Extrait à lire
Les sources ne documentent pas la technique de François de Troy, mais l’analyse qu’en fait Dominique Brême peut s’appliquer à l’exécution de notre tableau. L’artiste réalisait en premier lieu de nombreuses études à la pierre noire, dont la qualité fut très tôt reconnue. Il reportait probablement à main levée son dessin sur la toile, préalablement enduite d’une préparation allant de l’ocre au rouge, selon un procédé généralisé par Le Brun. Il s’attelait ensuite en premier lieu au visage et aux mains, en commençant par les clairs, rehaussant la matière de glacis et d’empâtements, puis composant progressivement l’arrière-plan en frottis.
La physionomie de la femme reprend les canons développés par de Troy. On peut par exemple la rapprocher de celle de Marie-Anne de Bourbon, princesse de Conti (Toulouse, Musée des Augustins, vers 1697). Le visage est lisse et ovale ; le front haut s’inscrit dans le prolongement de l’arête droite du nez. Les sourcils sont tracés en arcs de cercle harmonieux ; les yeux en amandes regardent le spectateur. La coiffure s’organise en volume, les cheveux sont remontés en rouleaux et retenus par un ruban rose, dégageant le front et l’oreille. Le peintre a porté également beaucoup de soin à l’exécution du vêtement. Sous un manteau en étoffe moirée, le corsage damassé est rehaussé de dentelles, et de riches broderies et passements colorés ; la largeur des manches accentue la forme tombante des épaules.
Les mains sont, selon l’usage, indissociables de l’expression du modèle. De la main droite, la femme tient un médaillon représentant son époux, qu’elle désigne de la main gauche. Le dessin des doigts et la courbe du poignet sont caractéristiques de François de Troy. Dominique Brême confrontait notre œuvre au Portrait dit de Mme de Monginot (Nantes, Musée des Beaux-Arts) ; le geste de la main gauche des deux femmes, désignant le portrait de leur époux, est en effet similaire. Le Portrait présumé d’Anne Dacier (France, collection particulière), la représente également tenant le portrait en médaillon de son mari.

Consigne
Selon l'extrait ci-dessus sur le portrait peint par François de Troy, pourquoi Dominique Brême rapprochait-il ce tableau du Portrait dit de Mme de Monginot ?

Données recueillies
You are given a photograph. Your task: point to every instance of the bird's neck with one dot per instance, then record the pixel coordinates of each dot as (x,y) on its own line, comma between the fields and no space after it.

Réponse
Parce que le geste de la main gauche est similaire chez les deux femmes : chacune désigne de cette main le portrait de son époux.